▶ **Stated task**: In the forum thread below about an S6's value, how large is the rust spot on the driver door?

# whats my s6 worth?



## Antiricevette (Oct 29, 2009)

Its got 180,000. Very Clean Interior. New Brakes all around (drilled and slotted) Summer and Winter Tires. One rust spot half the size of a dollar bill on the driver door. New Clutch. Green Exterior+Ecru Paint is showing its age. Bone stock besides a jb aluminum flywheel. Need any more info lemme know.
Thanks!


----------



## WannaCorrado (Apr 30, 2000)

*Re: whats my s6 worth? (Antiricevette)*

5000-6000 is my guess...


----------



## Antiricevette (Oct 29, 2009)

thanks


----------



## Chapel (Jun 23, 1999)

*FV-QR*


_Quote, originally posted by *WannaCorrado* »_5000-6000 is my guess...

jesus, I must have REALLY stole mine then...


----------



## skaterjay85 (Dec 29, 2004)

Makes me tempted to sell mine. But so far it's made me more money than I paid for it. Paid $500 put less than $1000 into it and had insurance cut me a $3200 check for a deer strike.


----------



## Rallyfreak202 (Feb 16, 2006)

*Re: (skaterjay85)*


_Quote, originally posted by *skaterjay85* »_ Paid $500 put less than $1000 into it.

Same here. http://****************.com/smile/emthup.gif


----------



## skaterjay85 (Dec 29, 2004)

Yeah the Big Reds up the front were worth it alone. Then add in the chip, injectors, H&R/Bilstien, 3" turbo back, Euro headlights, smoked Hella euro tails and full audio step-up. Best $500 I've ever spent


----------

▶ **Given records**:
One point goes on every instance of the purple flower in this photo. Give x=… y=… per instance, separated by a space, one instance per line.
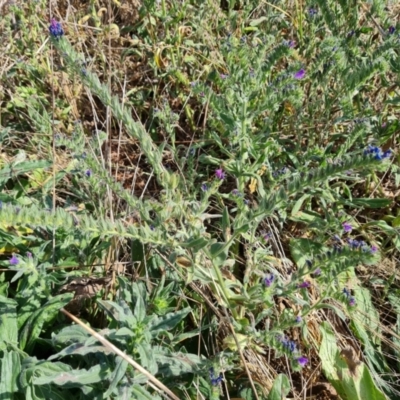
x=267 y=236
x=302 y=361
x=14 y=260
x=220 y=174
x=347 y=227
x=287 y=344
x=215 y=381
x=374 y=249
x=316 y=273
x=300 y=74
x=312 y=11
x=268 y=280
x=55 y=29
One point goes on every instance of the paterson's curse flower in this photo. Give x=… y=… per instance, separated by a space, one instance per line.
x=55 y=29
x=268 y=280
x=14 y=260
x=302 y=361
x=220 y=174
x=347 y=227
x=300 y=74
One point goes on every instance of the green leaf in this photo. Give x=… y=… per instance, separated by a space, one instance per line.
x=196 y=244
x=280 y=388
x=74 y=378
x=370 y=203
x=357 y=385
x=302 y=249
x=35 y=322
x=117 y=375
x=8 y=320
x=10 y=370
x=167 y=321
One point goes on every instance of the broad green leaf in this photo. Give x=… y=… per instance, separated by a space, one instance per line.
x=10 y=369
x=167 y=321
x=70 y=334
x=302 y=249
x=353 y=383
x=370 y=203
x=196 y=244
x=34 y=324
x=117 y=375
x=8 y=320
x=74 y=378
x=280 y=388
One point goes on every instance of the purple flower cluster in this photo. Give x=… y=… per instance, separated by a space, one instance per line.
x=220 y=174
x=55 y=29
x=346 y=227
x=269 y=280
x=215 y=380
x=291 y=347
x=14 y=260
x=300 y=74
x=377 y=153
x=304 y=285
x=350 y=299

--

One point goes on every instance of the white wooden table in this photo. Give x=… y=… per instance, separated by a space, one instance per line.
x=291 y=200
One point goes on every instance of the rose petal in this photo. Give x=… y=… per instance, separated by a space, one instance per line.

* * *

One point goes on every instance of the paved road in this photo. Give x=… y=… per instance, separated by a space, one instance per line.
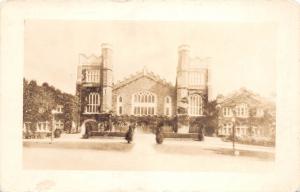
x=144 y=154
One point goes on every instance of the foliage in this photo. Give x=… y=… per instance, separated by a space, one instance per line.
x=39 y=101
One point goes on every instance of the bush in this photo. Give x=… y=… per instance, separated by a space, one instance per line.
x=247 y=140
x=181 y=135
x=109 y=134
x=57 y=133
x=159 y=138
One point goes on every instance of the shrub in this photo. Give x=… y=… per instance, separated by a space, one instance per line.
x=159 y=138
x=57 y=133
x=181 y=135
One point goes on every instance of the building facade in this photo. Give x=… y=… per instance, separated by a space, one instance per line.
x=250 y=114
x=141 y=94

▶ **Exercise answer**: It is half the size of a dollar bill.